* AIM OF THE EXERCISE *
Without including any pictures, copy each entry below exactly.

* SUPPLIED RECORDS *
==============================

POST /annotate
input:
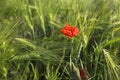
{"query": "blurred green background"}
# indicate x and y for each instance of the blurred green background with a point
(32, 47)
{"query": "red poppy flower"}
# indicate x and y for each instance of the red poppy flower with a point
(83, 75)
(70, 31)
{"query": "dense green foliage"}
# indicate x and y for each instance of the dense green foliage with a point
(32, 47)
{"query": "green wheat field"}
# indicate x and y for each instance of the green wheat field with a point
(32, 46)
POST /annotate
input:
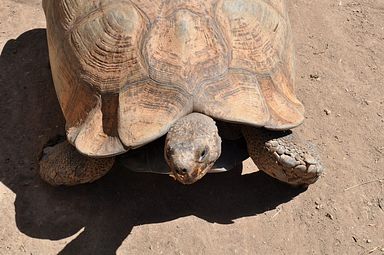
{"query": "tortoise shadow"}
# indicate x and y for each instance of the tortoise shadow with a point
(108, 209)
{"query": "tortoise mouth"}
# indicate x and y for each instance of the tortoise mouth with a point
(192, 176)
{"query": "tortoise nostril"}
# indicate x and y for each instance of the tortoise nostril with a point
(182, 171)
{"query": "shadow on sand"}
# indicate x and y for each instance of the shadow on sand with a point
(107, 209)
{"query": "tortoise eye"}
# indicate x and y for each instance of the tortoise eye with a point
(203, 153)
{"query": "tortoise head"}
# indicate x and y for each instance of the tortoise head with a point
(192, 146)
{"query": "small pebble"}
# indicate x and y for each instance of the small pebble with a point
(312, 169)
(310, 160)
(328, 215)
(273, 143)
(301, 168)
(280, 150)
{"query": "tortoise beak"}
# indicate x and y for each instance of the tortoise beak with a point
(189, 176)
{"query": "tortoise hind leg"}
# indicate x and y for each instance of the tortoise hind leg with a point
(283, 155)
(62, 164)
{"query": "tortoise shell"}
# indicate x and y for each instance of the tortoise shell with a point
(126, 70)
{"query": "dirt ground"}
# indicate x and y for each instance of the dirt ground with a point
(340, 79)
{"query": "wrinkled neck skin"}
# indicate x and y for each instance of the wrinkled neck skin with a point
(192, 146)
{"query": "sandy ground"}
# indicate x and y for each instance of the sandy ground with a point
(340, 79)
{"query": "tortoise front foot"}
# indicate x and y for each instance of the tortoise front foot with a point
(62, 164)
(284, 156)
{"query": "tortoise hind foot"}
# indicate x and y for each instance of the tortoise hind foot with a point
(284, 156)
(62, 164)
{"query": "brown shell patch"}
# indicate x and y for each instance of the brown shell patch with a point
(255, 32)
(147, 110)
(185, 49)
(235, 98)
(107, 46)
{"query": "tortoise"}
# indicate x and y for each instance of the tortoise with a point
(201, 73)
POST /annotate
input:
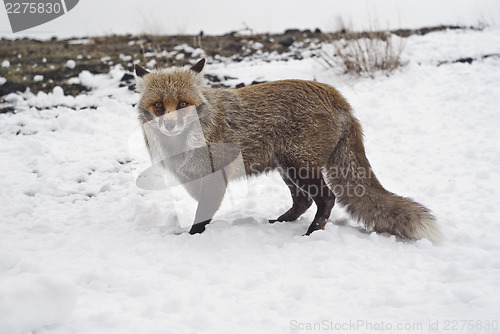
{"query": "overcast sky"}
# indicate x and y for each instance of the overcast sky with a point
(97, 17)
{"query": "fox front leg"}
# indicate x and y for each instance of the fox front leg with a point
(211, 192)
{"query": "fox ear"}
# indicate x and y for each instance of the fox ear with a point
(198, 67)
(139, 71)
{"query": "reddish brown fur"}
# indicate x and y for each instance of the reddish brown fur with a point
(290, 125)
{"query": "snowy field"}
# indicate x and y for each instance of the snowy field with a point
(83, 250)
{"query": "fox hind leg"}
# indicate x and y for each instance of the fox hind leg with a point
(301, 202)
(317, 189)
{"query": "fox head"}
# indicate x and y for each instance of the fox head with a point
(169, 95)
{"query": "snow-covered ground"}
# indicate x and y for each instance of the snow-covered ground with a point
(83, 250)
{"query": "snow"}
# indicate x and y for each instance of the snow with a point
(84, 250)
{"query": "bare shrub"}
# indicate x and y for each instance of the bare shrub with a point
(364, 54)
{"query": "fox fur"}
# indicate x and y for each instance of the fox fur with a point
(289, 125)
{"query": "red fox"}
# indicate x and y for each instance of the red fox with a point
(305, 130)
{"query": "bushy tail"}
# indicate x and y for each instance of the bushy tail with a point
(366, 200)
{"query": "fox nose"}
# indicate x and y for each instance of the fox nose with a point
(169, 125)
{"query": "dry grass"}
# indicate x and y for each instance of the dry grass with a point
(364, 54)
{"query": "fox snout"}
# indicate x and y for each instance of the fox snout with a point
(171, 124)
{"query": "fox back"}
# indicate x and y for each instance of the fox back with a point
(303, 129)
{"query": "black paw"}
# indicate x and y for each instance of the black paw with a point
(313, 227)
(197, 229)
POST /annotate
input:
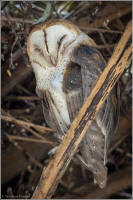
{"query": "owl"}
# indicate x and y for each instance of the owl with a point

==============================

* IN RESPONSE *
POST /annotate
input:
{"query": "blurred green background"}
# indicate x and y for each instance of the blurred green background with a point
(32, 47)
{"query": "red poppy flower"}
# indicate x and y for each instance of the red poppy flower with a point
(83, 75)
(70, 31)
{"query": "dense green foliage"}
# indicate x and y for each instance of the dense green foliage with a point
(32, 47)
{"query": "green wheat field"}
# indicate x and y for each instance of the green wheat field with a point
(32, 46)
POST /annotate
input:
{"query": "tortoise shadow"}
# indicate x and y for each instance of the tortoise shadow with a point
(108, 209)
{"query": "tortoise mouth"}
# indicate x and y for each instance of the tortoise mouth with a point
(192, 176)
{"query": "tortoise nostril"}
# indicate x and y for each instance of the tortoise nostril with a point
(182, 171)
{"query": "shadow on sand"}
# indicate x and y for each instance of the shadow on sand with a point
(107, 209)
{"query": "tortoise eye"}
# indicate x and y for each instance of the tortoise eye with a point
(203, 153)
{"query": "tortoise head"}
# indicate x and y for each instance of the tortoise head with a point
(192, 146)
{"query": "small pebble"}
# indicate x and y for each instance of the small pebble with a point
(312, 169)
(310, 160)
(328, 215)
(273, 143)
(301, 168)
(280, 150)
{"query": "tortoise beak"}
# indicate x and y for each instance of the tortoise beak with a point
(189, 176)
{"query": "tortoise hind leg"}
# indicate x and y for each instance of the tortoise hind leg with a point
(283, 155)
(62, 164)
{"query": "tortoise shell"}
# indicate x and y for each instance of the tortoise shell with a point
(126, 70)
{"query": "dirt ground"}
# indicate x and y for each instance of the dirt ground with a point
(340, 79)
{"query": "wrinkled neck skin"}
# indicate x and y for each instance of the wrinkled neck skin with a point
(192, 146)
{"query": "sandy ground"}
# indicate x and y for each instance of the sandy ground with a point
(340, 79)
{"query": "tortoise front foot"}
# indicate x and y for each instance of the tortoise front foot with a point
(62, 164)
(284, 156)
{"query": "tortoise hind foot"}
# indicate x and y for each instance of the tortoise hind foot with a point
(284, 156)
(62, 164)
{"query": "brown shell patch"}
# indicate x and y for each instance of the brown shell patch with a point
(255, 32)
(147, 110)
(185, 49)
(235, 98)
(107, 46)
{"query": "tortoise"}
# indicate x and y for each instance of the tortoise with a point
(201, 73)
POST /annotate
input:
{"query": "overcast sky"}
# indicate x and y for each instance of the overcast sky with a point
(97, 17)
{"query": "fox front leg"}
# indicate x and y for each instance of the fox front leg with a point
(211, 192)
{"query": "fox ear"}
# indicate x and y for each instance of the fox ear with a point
(198, 67)
(139, 71)
{"query": "reddish brown fur"}
# indicate x and y for each instance of the reddish brown fur with a point
(290, 125)
{"query": "snowy field"}
# indicate x and y for each instance of the snowy field with a point
(83, 250)
{"query": "fox hind leg"}
# indicate x and y for each instance of the fox hind leg with a point
(301, 202)
(317, 189)
{"query": "fox head"}
# indicate x and y for each instance of the fox head with a point
(169, 95)
{"query": "snow-covered ground"}
# indicate x and y for each instance of the snow-covered ground with a point
(83, 250)
{"query": "snow"}
# indicate x and y for each instance of the snow with a point
(84, 250)
{"query": "bare shrub"}
# indicate x and y for each instance of the bare shrub with a point
(364, 54)
{"query": "fox fur"}
# indicate x and y for each instance of the fox fur with a point
(289, 125)
{"query": "red fox"}
# indicate x and y for each instance of the red fox with a point
(305, 130)
{"query": "bushy tail"}
# indicate x and y for each instance of the bushy tail with a point
(366, 200)
{"query": "fox nose"}
# indicate x and y for each instance of the fox nose with a point
(169, 125)
{"query": "dry grass"}
# indicate x and y for each instance of the dry grass with a point
(364, 54)
{"query": "fox snout"}
# indicate x and y for each instance of the fox snout with a point
(171, 124)
{"query": "fox back"}
# indicate x and y for each instance of the fox back with a point
(303, 129)
{"query": "black paw"}
# indicate x and y for each instance of the black paw with a point
(313, 227)
(197, 229)
POST /annotate
input:
{"query": "owl"}
# indicate x and y for each instance of the owl with a point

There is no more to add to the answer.